* **Text excerpt**:
● ● ● ● ●

By Thomas Hayden
Where the Wild Things Were builds on one simple ecological truth: predators matter.
It should surprise no one that the best way to preserve nature is to ensure that all of its parts are in place. But the reality is that humans have long been waging a war against large carnivores — lions and tigers and bears, to name but a few. The result, says author William Stolzenburg in this absorbing and delightful work of natural history, is that we have thrown the balance of nature out of whack. The science he presents is not all new, but the scientific perspective Stolzenburg reflects will be fresh and illuminating to many readers.
From the wolves we have hunted, trapped, and poisoned out of most of the lower forty-eight states (resulting in a vegetation-destroying plague of deer, elk, and other, smaller beasts) to the sharks and other large fish we’ve all but eaten out of the sea, Stolzenburg argues that some of the most frightening animals in the world are among the most important for maintaining nature’s balance.

● ● ● ● ●

Entries taken from a collection:
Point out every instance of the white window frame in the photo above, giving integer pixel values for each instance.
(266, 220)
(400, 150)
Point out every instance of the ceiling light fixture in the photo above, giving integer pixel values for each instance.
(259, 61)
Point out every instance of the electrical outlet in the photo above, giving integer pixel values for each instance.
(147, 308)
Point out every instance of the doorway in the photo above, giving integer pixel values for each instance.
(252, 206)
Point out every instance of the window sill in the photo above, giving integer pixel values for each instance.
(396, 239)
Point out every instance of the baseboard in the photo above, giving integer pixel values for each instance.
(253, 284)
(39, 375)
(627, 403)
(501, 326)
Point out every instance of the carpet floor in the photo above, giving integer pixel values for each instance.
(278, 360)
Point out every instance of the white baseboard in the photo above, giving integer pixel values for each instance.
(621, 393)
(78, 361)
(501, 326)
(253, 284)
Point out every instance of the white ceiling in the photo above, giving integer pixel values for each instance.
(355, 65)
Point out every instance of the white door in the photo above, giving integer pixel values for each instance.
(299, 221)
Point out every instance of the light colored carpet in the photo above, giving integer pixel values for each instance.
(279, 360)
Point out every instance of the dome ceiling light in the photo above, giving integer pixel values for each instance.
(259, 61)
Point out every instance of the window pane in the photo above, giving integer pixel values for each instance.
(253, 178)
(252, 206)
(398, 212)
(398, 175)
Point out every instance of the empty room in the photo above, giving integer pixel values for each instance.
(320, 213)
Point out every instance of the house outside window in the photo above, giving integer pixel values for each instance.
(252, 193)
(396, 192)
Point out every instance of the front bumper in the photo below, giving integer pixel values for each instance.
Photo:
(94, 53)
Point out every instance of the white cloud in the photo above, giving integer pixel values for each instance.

● ● ● ● ●

* **Work required**: Reproduce the part of the book review on predators starting at "From the wolves" and ending at "maintaining nature’s balance.". You can leave the records aside, since nothing here depends on them.

* **Exercise solution**:
From the wolves we have hunted, trapped, and poisoned out of most of the lower forty-eight states (resulting in a vegetation-destroying plague of deer, elk, and other, smaller beasts) to the sharks and other large fish we’ve all but eaten out of the sea, Stolzenburg argues that some of the most frightening animals in the world are among the most important for maintaining nature’s balance.